• **WHAT NEEDS TO BE DONE**: Using the wifi dropout post, decide whether each statement agrees with it, answering yes or no and quoting the deciding words: 1. The router used for testing is a Buffalo WZR-600DHP. 2. Before trying LEDE, the poster had run Attitude Adjustment for years without problems. 3. The poster put up with the dropouts for several months before starting a git bisect.

• **SELECTED PASSAGE**:
=-=-=

[OpenWrt-Devel] wifi dropouts; regression since 2015 still not fixed

Luke Dashjr luke at dashjr.org
Sat May 26 13:59:45 EDT 2018

On Saturday 26 May 2018 17:11:56 you wrote:
> On Sat, May 26, 2018 at 12:34:30PM +0000, Luke Dashjr wrote:
> > Half a year ago, I went to the trouble to identify the exact cause of the
> > regression since 2015 where Openwrt/LEDE would drop off wifi every few
> > hours:
> >
> > https://bugs.openwrt.org/index.php?do=details&task_id=1180
> >
> > There's even a clear and obvious solution: just remove the broken patch.
> Thank you for bringing this up. I haven't been aware of the ticket on
> the bugtracker and can confirm this or a very similar problem on all
> ath9k devices.
> So do I get right that you can also confirm the problem exists and have
> tried significantly hard to make sure that removing patch
> 355-ath9k-limit-retries-for-powersave-response-frames.patch
> and/or completely disabling power-management resolves it?
> If so, please share in more detail what exactly you have tested, on
> which exact hardware and in which way(s) you can reproduce that the
> problem does exist for sure or doesn't exist for sure.

My personal setup for testing is as follows:

Two Nest thermostats, which upon connecting to my network, I shut off the 
NestLabs application (which sets up the wifi, among the thermostats' primary 
controls) and launch my own (which doesn't handle wifi). The relevance of 
these is limited only to detecting the bad wifi conditions - they could 
presumably be replaced with any other device that connects once and does not 
reconnect when the network fails.

Buffalo WZR-600DHP router. Until 6 months ago, I ran Attitude Adjustment for 
years with no issues. Due to exploits (I forget which), I tried upgrading to 
LEDE, and found the wifi would drop out after a few hours. I tolerated this 
problem for a few weeks before going to the effort to do an exhaustive git 
bisect, building new firmware images to try after confirming stability for a 
few days (or instability usually within a day).

=-=-=

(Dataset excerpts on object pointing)
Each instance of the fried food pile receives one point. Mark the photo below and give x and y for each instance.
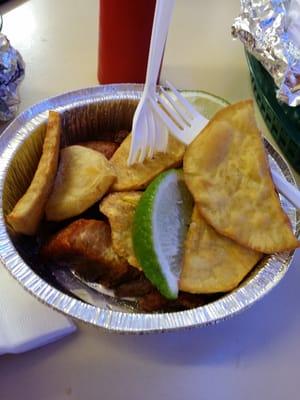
(237, 216)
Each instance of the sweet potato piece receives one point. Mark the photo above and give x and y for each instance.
(85, 246)
(28, 212)
(104, 147)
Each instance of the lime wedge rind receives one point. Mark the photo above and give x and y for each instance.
(159, 228)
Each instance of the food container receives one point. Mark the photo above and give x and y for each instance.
(86, 115)
(282, 120)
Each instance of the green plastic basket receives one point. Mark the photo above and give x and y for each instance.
(282, 120)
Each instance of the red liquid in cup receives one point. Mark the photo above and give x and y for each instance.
(124, 38)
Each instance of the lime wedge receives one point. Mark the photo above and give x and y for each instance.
(160, 225)
(207, 104)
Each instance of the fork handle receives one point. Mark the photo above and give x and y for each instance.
(288, 190)
(162, 18)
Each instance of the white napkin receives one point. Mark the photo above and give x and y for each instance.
(25, 323)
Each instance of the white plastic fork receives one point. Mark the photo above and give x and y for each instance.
(185, 123)
(149, 134)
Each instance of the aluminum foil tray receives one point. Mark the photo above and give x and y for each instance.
(87, 114)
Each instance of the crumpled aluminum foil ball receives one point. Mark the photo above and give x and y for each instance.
(12, 69)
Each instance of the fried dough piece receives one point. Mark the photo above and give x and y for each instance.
(212, 262)
(29, 210)
(138, 176)
(85, 246)
(104, 147)
(227, 172)
(119, 209)
(84, 176)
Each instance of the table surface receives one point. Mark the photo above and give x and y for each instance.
(253, 355)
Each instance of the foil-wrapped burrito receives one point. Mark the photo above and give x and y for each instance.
(270, 30)
(11, 73)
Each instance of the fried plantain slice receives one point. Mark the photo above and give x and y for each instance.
(28, 212)
(119, 209)
(83, 177)
(212, 262)
(227, 172)
(138, 176)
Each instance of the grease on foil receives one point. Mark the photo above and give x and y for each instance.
(267, 29)
(11, 74)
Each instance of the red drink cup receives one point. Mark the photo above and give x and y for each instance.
(124, 38)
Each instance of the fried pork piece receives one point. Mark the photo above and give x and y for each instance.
(104, 147)
(154, 301)
(85, 246)
(119, 208)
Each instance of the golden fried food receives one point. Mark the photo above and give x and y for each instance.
(104, 147)
(138, 176)
(119, 209)
(212, 262)
(83, 177)
(85, 246)
(29, 210)
(227, 172)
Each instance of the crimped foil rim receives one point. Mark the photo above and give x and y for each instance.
(247, 294)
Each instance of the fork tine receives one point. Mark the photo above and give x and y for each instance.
(143, 148)
(184, 102)
(151, 135)
(161, 139)
(169, 122)
(186, 118)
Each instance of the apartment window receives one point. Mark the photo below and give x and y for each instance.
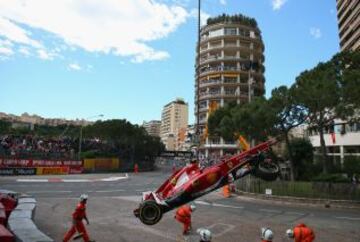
(230, 31)
(351, 149)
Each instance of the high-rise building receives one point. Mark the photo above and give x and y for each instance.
(229, 68)
(348, 13)
(152, 127)
(174, 118)
(342, 138)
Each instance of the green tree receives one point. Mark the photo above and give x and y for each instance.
(329, 91)
(287, 115)
(5, 127)
(302, 155)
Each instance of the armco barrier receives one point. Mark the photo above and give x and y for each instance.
(5, 235)
(8, 202)
(22, 225)
(2, 215)
(101, 164)
(14, 171)
(52, 170)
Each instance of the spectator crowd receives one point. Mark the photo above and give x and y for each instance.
(29, 146)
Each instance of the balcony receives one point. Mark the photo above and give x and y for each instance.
(244, 68)
(210, 82)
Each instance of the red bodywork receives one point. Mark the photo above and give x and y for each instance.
(191, 182)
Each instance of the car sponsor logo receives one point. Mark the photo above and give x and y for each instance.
(212, 177)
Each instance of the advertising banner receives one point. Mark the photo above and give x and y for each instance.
(52, 170)
(17, 171)
(101, 164)
(38, 163)
(76, 170)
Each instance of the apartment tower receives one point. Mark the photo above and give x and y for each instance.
(348, 13)
(174, 118)
(229, 68)
(152, 127)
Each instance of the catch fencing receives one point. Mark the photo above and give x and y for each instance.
(315, 190)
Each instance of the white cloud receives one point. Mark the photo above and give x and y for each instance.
(74, 66)
(315, 32)
(107, 26)
(24, 50)
(45, 55)
(6, 51)
(277, 4)
(203, 16)
(14, 33)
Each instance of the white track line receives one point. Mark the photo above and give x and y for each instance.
(49, 192)
(226, 206)
(270, 211)
(202, 203)
(75, 180)
(348, 218)
(295, 213)
(32, 180)
(119, 190)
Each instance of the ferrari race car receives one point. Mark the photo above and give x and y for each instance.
(191, 181)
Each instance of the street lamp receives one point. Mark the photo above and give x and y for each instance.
(197, 130)
(82, 126)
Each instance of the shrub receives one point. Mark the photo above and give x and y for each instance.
(351, 165)
(331, 178)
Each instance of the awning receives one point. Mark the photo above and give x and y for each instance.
(214, 76)
(231, 75)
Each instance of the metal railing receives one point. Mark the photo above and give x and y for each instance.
(315, 190)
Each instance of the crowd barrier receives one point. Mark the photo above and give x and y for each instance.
(105, 164)
(39, 167)
(21, 222)
(5, 235)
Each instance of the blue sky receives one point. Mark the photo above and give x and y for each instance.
(128, 58)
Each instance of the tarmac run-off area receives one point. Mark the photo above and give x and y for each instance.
(112, 198)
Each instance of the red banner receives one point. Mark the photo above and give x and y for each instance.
(39, 163)
(76, 170)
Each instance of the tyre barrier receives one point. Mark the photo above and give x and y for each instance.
(2, 215)
(21, 222)
(5, 235)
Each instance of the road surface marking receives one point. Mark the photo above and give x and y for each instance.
(295, 213)
(226, 206)
(202, 203)
(118, 190)
(218, 205)
(76, 180)
(228, 228)
(115, 178)
(270, 211)
(348, 218)
(48, 191)
(32, 180)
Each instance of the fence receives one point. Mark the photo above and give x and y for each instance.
(317, 190)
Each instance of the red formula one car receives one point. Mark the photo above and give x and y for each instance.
(191, 182)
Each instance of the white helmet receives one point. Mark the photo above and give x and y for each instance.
(83, 197)
(267, 234)
(290, 233)
(205, 234)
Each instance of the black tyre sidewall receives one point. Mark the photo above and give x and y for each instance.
(266, 174)
(150, 205)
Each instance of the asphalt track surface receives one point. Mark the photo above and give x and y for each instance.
(232, 219)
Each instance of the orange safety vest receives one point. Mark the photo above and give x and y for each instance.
(80, 211)
(184, 212)
(302, 233)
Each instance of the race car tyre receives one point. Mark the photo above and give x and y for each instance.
(267, 171)
(150, 212)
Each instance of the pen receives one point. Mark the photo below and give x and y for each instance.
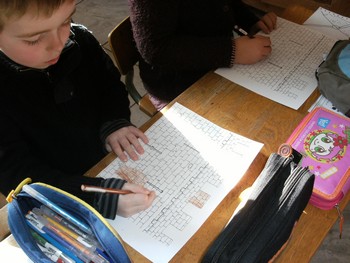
(97, 189)
(42, 199)
(54, 216)
(242, 31)
(50, 250)
(34, 224)
(83, 252)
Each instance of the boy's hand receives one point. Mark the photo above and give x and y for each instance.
(126, 140)
(252, 50)
(138, 201)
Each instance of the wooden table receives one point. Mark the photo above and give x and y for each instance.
(246, 113)
(241, 111)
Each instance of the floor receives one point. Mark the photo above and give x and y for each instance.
(100, 16)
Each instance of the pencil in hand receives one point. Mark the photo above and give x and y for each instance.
(97, 189)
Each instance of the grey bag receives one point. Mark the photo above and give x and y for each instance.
(333, 76)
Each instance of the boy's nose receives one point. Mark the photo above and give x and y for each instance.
(57, 42)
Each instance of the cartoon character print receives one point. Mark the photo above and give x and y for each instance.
(325, 146)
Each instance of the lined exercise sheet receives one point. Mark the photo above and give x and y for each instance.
(329, 23)
(287, 76)
(191, 164)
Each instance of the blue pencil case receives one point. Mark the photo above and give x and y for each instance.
(21, 204)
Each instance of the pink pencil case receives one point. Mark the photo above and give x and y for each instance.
(323, 138)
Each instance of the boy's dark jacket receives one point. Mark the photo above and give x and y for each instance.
(53, 122)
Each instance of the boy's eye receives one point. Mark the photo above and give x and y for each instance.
(32, 42)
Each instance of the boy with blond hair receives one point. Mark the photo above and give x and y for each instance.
(62, 106)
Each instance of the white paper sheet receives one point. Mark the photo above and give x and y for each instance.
(329, 23)
(191, 164)
(287, 76)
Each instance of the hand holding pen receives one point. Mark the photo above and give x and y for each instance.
(251, 50)
(133, 198)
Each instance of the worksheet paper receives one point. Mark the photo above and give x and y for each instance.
(191, 164)
(287, 75)
(329, 23)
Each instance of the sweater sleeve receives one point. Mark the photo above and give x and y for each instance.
(161, 41)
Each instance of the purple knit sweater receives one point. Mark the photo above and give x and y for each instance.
(181, 40)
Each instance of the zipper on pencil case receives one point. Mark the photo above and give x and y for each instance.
(292, 180)
(281, 163)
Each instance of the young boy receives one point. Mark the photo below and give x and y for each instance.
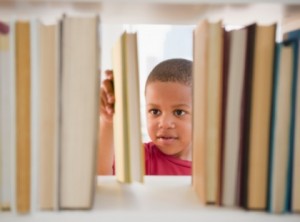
(168, 95)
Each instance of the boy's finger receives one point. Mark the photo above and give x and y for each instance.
(108, 90)
(109, 74)
(4, 28)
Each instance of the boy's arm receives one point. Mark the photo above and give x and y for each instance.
(105, 146)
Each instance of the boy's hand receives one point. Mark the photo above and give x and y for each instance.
(4, 29)
(107, 99)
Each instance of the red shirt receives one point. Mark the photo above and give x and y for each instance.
(158, 163)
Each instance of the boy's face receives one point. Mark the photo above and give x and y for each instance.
(169, 117)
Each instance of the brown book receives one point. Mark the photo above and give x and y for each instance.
(48, 51)
(79, 117)
(129, 151)
(23, 129)
(242, 177)
(260, 116)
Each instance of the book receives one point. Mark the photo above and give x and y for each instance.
(214, 109)
(78, 111)
(281, 129)
(260, 116)
(200, 53)
(242, 176)
(129, 150)
(6, 119)
(23, 127)
(48, 121)
(294, 35)
(226, 53)
(207, 75)
(236, 67)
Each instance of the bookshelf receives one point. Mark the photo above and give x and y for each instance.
(167, 198)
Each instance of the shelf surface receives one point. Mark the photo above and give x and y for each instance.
(170, 198)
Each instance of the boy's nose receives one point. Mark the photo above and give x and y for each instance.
(166, 122)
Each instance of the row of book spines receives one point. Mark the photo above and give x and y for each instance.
(244, 179)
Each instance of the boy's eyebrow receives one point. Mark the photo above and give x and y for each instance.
(181, 105)
(174, 106)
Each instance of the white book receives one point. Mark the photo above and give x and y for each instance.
(34, 114)
(237, 58)
(296, 161)
(12, 91)
(79, 111)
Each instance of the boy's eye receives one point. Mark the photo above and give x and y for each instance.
(154, 112)
(179, 112)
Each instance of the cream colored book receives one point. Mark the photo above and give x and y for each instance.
(79, 83)
(281, 132)
(5, 122)
(213, 104)
(199, 138)
(129, 151)
(23, 127)
(236, 68)
(48, 102)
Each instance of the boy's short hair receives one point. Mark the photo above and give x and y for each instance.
(172, 70)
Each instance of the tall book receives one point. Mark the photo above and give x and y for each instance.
(129, 151)
(79, 93)
(23, 128)
(281, 129)
(260, 115)
(200, 53)
(207, 100)
(294, 35)
(214, 108)
(6, 118)
(236, 67)
(226, 57)
(242, 176)
(48, 51)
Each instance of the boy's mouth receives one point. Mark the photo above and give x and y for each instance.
(166, 138)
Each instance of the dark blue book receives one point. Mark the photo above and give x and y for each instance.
(283, 125)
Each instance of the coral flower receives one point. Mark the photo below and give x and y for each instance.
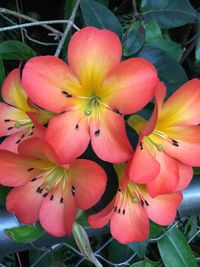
(46, 189)
(169, 143)
(91, 92)
(132, 207)
(18, 118)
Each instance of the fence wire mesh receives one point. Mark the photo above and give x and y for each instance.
(69, 255)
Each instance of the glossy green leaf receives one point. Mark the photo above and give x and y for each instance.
(15, 50)
(96, 14)
(152, 31)
(197, 50)
(25, 233)
(175, 251)
(169, 70)
(145, 263)
(139, 247)
(133, 43)
(2, 72)
(168, 13)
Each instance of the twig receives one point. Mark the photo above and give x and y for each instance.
(37, 23)
(69, 25)
(16, 14)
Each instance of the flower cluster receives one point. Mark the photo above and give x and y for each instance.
(54, 110)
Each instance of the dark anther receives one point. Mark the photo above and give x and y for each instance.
(38, 189)
(141, 146)
(97, 132)
(30, 169)
(73, 190)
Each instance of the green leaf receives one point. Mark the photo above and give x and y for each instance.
(168, 13)
(2, 72)
(15, 50)
(139, 247)
(175, 251)
(152, 31)
(145, 263)
(197, 50)
(96, 14)
(169, 70)
(25, 233)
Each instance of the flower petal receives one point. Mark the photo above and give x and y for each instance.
(51, 214)
(9, 116)
(25, 202)
(162, 209)
(133, 226)
(14, 169)
(13, 93)
(68, 135)
(92, 53)
(160, 93)
(109, 139)
(45, 78)
(188, 148)
(185, 176)
(38, 149)
(167, 179)
(143, 166)
(88, 181)
(183, 106)
(101, 218)
(130, 85)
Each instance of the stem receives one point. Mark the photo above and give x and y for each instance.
(69, 25)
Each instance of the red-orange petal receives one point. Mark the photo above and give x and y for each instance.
(92, 53)
(162, 209)
(130, 85)
(109, 139)
(69, 135)
(45, 78)
(133, 226)
(143, 166)
(182, 108)
(168, 177)
(88, 181)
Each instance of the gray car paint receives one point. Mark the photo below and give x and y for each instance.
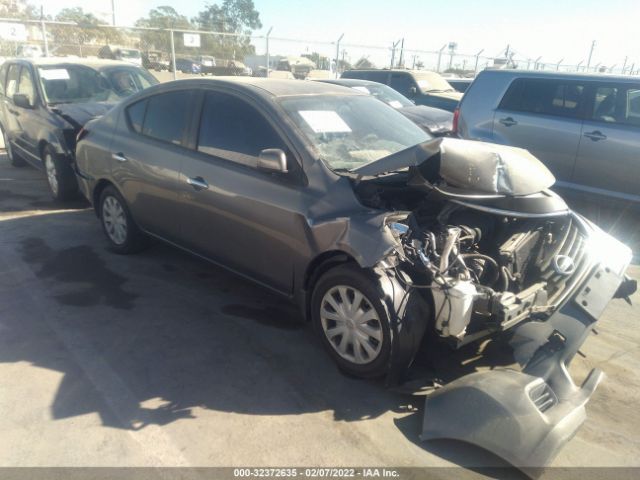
(607, 167)
(284, 230)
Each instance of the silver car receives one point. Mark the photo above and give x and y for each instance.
(585, 128)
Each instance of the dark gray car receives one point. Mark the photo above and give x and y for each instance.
(382, 235)
(435, 121)
(45, 103)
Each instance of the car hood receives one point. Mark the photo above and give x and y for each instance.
(435, 120)
(471, 166)
(453, 95)
(80, 113)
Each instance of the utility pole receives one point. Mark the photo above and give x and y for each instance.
(338, 53)
(440, 56)
(266, 46)
(475, 68)
(593, 45)
(43, 27)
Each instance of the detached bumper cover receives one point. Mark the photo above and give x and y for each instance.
(527, 416)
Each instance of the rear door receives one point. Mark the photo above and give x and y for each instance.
(543, 116)
(147, 152)
(235, 214)
(608, 156)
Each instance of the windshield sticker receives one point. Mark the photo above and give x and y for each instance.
(324, 121)
(54, 74)
(362, 89)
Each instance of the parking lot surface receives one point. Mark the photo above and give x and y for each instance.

=-=-=

• **REPLY TO THE EXERCISE**:
1. Yes: "Buffalo WZR-600DHP router."
2. Yes: "Until 6 months ago, I ran Attitude Adjustment for years with no issues."
3. No: "I tolerated this problem for a few weeks before going to the effort to do an exhaustive git bisect"